• **Gösterilen Metin**:
8.3.Proje Türü: Araştırma/İnceleme/İzleme
Bu başlık altında, insan hakları, demokrasi ve sivil toplum alanlarındaki inceleme/araştırma projeleri ile yine benzer konularda Türkiye’deki uygulamaları izlemeyi amaçlayan projeler desteklenmiştir. İşbirliği yapılan STK’lar arasında Dünya Kitle İletişim Araştırma Vakfı, Ankara Üniversitesi İnsan Hakları Merkezi, Helsinki Yurttaşlar Derneği ve Devrimci İşçi Sendikaları Konfederasyonu (DİSK) sayılabilir.
8.4.PROJE ÖRNEKLERİ
8.5.Yargıda Reformu Başlatmakta Önemli Bir Adım
Avrupa Komisyonu’nun desteğiyle Helsinki Yurttaşlar Derneği, Kasım 1999 ve Kasım 2000 tarihleri arasında "Yargı Kararlarının Verimliliği: Barolarla Hükümet dışı kuruluşlar arasında Hukuk Düzenini Güçlendirmek için İşbirliği" projesini a yürüttü. Bir sivil girişim modeli olan projeye Komisyon MEDA kapsamında 60.000 Euro katkıda bulundu.
Proje Koordinatörü Doç. Turgut Tarhanlı, neden böyle bir proje uyguladıklarını şöyle anlatıyor: "Türkiye’de, idare hukuku alanındaki temel sorunlardan biri, idari yargı mercilerince verilmiş kararların, idare tarafından yerine getirilmesinde ortaya çıkan aksaklıklardır. 1982 Anayasası’nın 138’inci maddesinde, "…idare, mahkeme kararlarına uymak zorundadır; … mahkeme kararlarını hiçbir surette değiştiremez ve bunların yerine getirilmesini geciktiremez" dendiği halde, böyle bir fiili durumla çok sık karşı karşıya kalınır.
Özellikle, bir idari işlemin, idari yargı mercilerince iptaline karar verilmesinden sonra, bu kararın idare tarafından yerine getirilmesi, idare hukukunun karmaşık konularından biri haline gelmektedir. Bu durumun, ‘hukukun üstünlüğü ilkesi’nin önemi bağlamında da değerlendirilmesi doğaldır. Helsinki Yurttaşlar Derneği, AB’nin katkılarıyla yürüttüğü projede, bu tutumun yaygın olarak görüldüğü, imar düzenlemeleri, çevrenin korunması, kamu çalışanlarının hakları konularına özellikle önem verildi.
Proje, İstanbul, Ankara ve İzmir Barolarına bağlı avukatların, belirtilen alanlardaki hukuki tecrübeleri ışığında, Türkiye idari yargısının değişik düzeydeki mensuplarının, bu fiili durumun ortadan kaldırılmasında, yargının işlev ve etkisine ilişkin uygulamaları ve önerileri dikkate alınarak geliştirildi.
Bu yanıyla, proje, Türkiye’nin AB’ye tam üyeliği sürecindeki temel öncelikler arasında bulunan, yargının etkin ve verimli bir niteliğe sahip kılınması bağlamında da değerlendirilebilir.

• **İstekler**:
1) Metinde "Proje, İstanbul, Ankara" ile başlayıp "bağlamında da değerlendirilebilir." ile biten kısmı hiç değiştirmeden yineleyin.
2) Metne göre şu soruları yanıtlayın:
(a) Helsinki Yurttaşlar Derneği projeyi hangi tarihler arasında yürüttü?
(b) Komisyon MEDA kapsamında projeye ne kadar katkıda bulundu?
(c) Proje, hangi barolara bağlı avukatların hukuki tecrübeleri ışığında geliştirildi?
Aşağıdaki öğeler metinden bağımsız, ayrı bir malzemedir.

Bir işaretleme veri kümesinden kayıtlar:
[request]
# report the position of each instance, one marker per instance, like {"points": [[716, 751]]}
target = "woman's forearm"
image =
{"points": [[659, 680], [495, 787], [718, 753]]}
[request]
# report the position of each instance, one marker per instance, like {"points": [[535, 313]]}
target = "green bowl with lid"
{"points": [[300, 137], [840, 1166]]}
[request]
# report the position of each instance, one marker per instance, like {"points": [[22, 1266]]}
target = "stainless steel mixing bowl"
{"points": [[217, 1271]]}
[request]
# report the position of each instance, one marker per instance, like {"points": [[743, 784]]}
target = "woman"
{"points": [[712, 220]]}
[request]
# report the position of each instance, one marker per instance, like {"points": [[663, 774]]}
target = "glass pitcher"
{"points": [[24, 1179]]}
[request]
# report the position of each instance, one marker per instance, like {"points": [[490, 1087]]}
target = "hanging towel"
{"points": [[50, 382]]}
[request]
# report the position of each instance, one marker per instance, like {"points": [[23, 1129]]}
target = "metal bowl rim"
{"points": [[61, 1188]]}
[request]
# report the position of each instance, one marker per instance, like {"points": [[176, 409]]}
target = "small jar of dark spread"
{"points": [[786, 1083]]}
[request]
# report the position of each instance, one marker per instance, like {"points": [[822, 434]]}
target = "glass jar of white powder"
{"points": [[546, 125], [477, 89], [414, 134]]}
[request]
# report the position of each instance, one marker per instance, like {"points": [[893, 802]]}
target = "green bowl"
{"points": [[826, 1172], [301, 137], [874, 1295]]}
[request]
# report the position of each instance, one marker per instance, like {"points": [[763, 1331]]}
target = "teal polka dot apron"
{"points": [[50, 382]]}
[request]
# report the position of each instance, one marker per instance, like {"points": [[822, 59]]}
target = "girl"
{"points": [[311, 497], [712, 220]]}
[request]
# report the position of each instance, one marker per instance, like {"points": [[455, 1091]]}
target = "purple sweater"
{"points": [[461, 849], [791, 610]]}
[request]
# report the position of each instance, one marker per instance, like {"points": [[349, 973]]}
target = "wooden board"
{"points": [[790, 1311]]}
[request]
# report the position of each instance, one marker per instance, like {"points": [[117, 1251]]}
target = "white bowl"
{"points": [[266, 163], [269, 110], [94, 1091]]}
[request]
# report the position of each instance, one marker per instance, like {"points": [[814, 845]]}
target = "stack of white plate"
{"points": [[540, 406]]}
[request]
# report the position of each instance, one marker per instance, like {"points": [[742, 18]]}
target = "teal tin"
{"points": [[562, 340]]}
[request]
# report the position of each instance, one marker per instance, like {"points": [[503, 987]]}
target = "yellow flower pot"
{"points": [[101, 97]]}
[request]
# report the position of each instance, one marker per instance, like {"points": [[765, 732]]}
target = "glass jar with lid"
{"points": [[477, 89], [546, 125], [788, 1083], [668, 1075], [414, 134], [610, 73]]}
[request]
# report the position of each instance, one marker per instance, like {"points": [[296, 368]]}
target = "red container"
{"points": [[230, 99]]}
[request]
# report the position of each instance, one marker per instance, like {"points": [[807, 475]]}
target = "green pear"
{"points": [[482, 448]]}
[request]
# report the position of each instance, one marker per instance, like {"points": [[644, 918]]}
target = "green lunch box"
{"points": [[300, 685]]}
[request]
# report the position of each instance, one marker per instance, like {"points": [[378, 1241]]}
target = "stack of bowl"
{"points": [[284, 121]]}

• **Görev Yanıtları**:
1)
Proje, İstanbul, Ankara ve İzmir Barolarına bağlı avukatların, belirtilen alanlardaki hukuki tecrübeleri ışığında, Türkiye idari yargısının değişik düzeydeki mensuplarının, bu fiili durumun ortadan kaldırılmasında, yargının işlev ve etkisine ilişkin uygulamaları ve önerileri dikkate alınarak geliştirildi.
Bu yanıyla, proje, Türkiye’nin AB’ye tam üyeliği sürecindeki temel öncelikler arasında bulunan, yargının etkin ve verimli bir niteliğe sahip kılınması bağlamında da değerlendirilebilir.

2)
(a) Kasım 1999 ile Kasım 2000 arasında.
(b) 60.000 Euro.
(c) İstanbul, Ankara ve İzmir barolarına bağlı avukatların.